- **以下の課題**:
a) 提供文章で使い分けが勧められているメールアドレスの種類を、それぞれの用途とあわせてすべて挙げてください。
b) 後掲の一覧の全行を依頼部分も含めて書き直し、解答に記された座標値だけを2.45倍に拡大してください。その際、値は整数に丸め、端数0.5は切り上げてください。

- **提供文章**:

################

前回は、メール受信箱をシンプルに「超整理」する方法についてご紹介いたしました。
しかし、メールを使いこなすようになると、1日に数百通のメールが受信箱にあふれ、その大半が迷惑メールというような状況になるでしょう。こうなると、ただ「超整理」しているだけでは間に合いません。
そこで、今回は応用編として、上級者向けのメール整理法についてご紹介しましょう。

応用1:メールアドレスを用途別に分けて使おう
 

メール道では、会社などで与えられるメールアドレスの他に、生涯を通じて使う個人メールアドレスを取得することを提唱してきました。転勤や転職、さらには退職後に、これまで交流のあった縁者とのメール縁が途絶えるのを防ぐためです。
しかし、昨今は、ご自身の大切な生涯アドレスを人目に晒すことが、即、迷惑メール増加につながりかねません。その結果、重要な縁者のメールが迷惑メールに埋没してしまい、かえって不義理をしてしまわないとも限りません。

そこで、上級者には、
 1)会社のメールアドレス(ビジネス用) 
 2)個人の生涯アドレス(大切なメール縁者との連絡用)
…に加えて、
 3)個人の当用アドレス(一般的なおつきあいやショッピング・オークション用)
 4)個人の試用アドレス(メールマガジン・メーリングリストやアフィリエイト用)

を含む4つのアドレスを使い分ける方法をお勧めいたします。

個人の当用アドレスは、個人の名刺やブログなどに記載する一般的なおつきあい用のアドレスです。また、買い物やオークションの時にも使います。
生涯アドレスとの違いは、大切な縁者以外にも、広く告知して構わないという点です。招かざる人々や、ショップやサービス業者などにも知られてしまうため、煩わしいお付き合いや宣伝メールに晒されるかもしれません。そんな時は、最悪の場合、メールアドレスを変えることで対応できます。
ただしこの当用アドレスに、無料のメールアドレスを使うことはお勧めできません。心ある人にも、ショップにも、無料アドレスは信用されていないからです。大手のプロバイダーでしたら、複数のメールアドレスを、わずかな追加料金で設定してくれるサービスを用意しています。また、メインとなるメールアドレスへの転送の設定も簡単にできる場合がほとんどです。そこで、生涯アドレスを取得しているプロバイダーで、当用アドレスを取得するのが便利でしょう。

個人の試用アドレスは、無料メールマガジンやメーリングリストを使った情報収集、情報発信やおこづかい稼ぎのための無料ブログやアフィリエイトなど、不特定多数の個人、法人と付き合うためのアドレスです。これらのお付き合いは、往々にして、嫌がらせの誹謗中傷メールや、企業からの大量宣伝メールに晒されやすいので、いつでも縁を切ることができるように、無料メールサービスのアドレスを上手に使いたいものです。

4つのメールアドレスをうまく使い分けるようになり、さらに前回ご紹介した迷惑メールフィルターを活用すれば、読むべきメールはかなり絞られるはずです。

################

- **抜粋データ**:
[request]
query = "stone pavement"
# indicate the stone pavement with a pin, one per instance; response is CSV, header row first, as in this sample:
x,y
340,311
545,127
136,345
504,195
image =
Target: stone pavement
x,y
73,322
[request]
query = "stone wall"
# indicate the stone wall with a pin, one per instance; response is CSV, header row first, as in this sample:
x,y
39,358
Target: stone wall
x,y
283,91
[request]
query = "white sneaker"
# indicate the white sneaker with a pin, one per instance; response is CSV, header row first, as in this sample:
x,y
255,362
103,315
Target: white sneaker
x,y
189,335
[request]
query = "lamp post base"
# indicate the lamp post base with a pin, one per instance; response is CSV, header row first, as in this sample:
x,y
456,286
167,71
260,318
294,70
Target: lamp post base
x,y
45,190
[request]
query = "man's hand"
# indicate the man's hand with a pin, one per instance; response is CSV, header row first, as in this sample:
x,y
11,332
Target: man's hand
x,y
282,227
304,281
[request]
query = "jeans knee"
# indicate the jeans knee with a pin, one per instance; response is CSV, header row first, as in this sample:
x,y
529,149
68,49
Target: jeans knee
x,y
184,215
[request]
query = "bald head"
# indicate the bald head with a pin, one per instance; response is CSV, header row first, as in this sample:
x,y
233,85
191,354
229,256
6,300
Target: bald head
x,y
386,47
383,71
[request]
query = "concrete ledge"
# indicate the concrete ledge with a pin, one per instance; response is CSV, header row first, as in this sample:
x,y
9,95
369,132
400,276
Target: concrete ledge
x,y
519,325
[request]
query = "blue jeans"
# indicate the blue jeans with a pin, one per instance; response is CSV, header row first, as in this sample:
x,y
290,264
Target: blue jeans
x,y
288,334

################

- **課題別解答**:
a)
1. 会社のメールアドレス:ビジネス用
2. 個人の生涯アドレス:大切なメール縁者との連絡用
3. 個人の当用アドレス:一般的なおつきあいやショッピング・オークション用
4. 個人の試用アドレス:メールマガジン・メーリングリストやアフィリエイト用

b)
[request]
query = "stone pavement"
# indicate the stone pavement with a pin, one per instance; response is CSV, header row first, as in this sample:
x,y
340,311
545,127
136,345
504,195
image =
Target: stone pavement
x,y
179,789
[request]
query = "stone wall"
# indicate the stone wall with a pin, one per instance; response is CSV, header row first, as in this sample:
x,y
39,358
Target: stone wall
x,y
693,223
[request]
query = "white sneaker"
# indicate the white sneaker with a pin, one per instance; response is CSV, header row first, as in this sample:
x,y
255,362
103,315
Target: white sneaker
x,y
463,821
[request]
query = "lamp post base"
# indicate the lamp post base with a pin, one per instance; response is CSV, header row first, as in this sample:
x,y
456,286
167,71
260,318
294,70
Target: lamp post base
x,y
110,466
[request]
query = "man's hand"
# indicate the man's hand with a pin, one per instance; response is CSV, header row first, as in this sample:
x,y
11,332
Target: man's hand
x,y
691,556
745,688
[request]
query = "jeans knee"
# indicate the jeans knee with a pin, one per instance; response is CSV, header row first, as in this sample:
x,y
529,149
68,49
Target: jeans knee
x,y
451,527
[request]
query = "bald head"
# indicate the bald head with a pin, one per instance; response is CSV, header row first, as in this sample:
x,y
233,85
191,354
229,256
6,300
Target: bald head
x,y
946,115
938,174
[request]
query = "concrete ledge"
# indicate the concrete ledge with a pin, one per instance; response is CSV, header row first, as in this sample:
x,y
9,95
369,132
400,276
Target: concrete ledge
x,y
1272,796
[request]
query = "blue jeans"
# indicate the blue jeans with a pin, one per instance; response is CSV, header row first, as in this sample:
x,y
290,264
Target: blue jeans
x,y
706,818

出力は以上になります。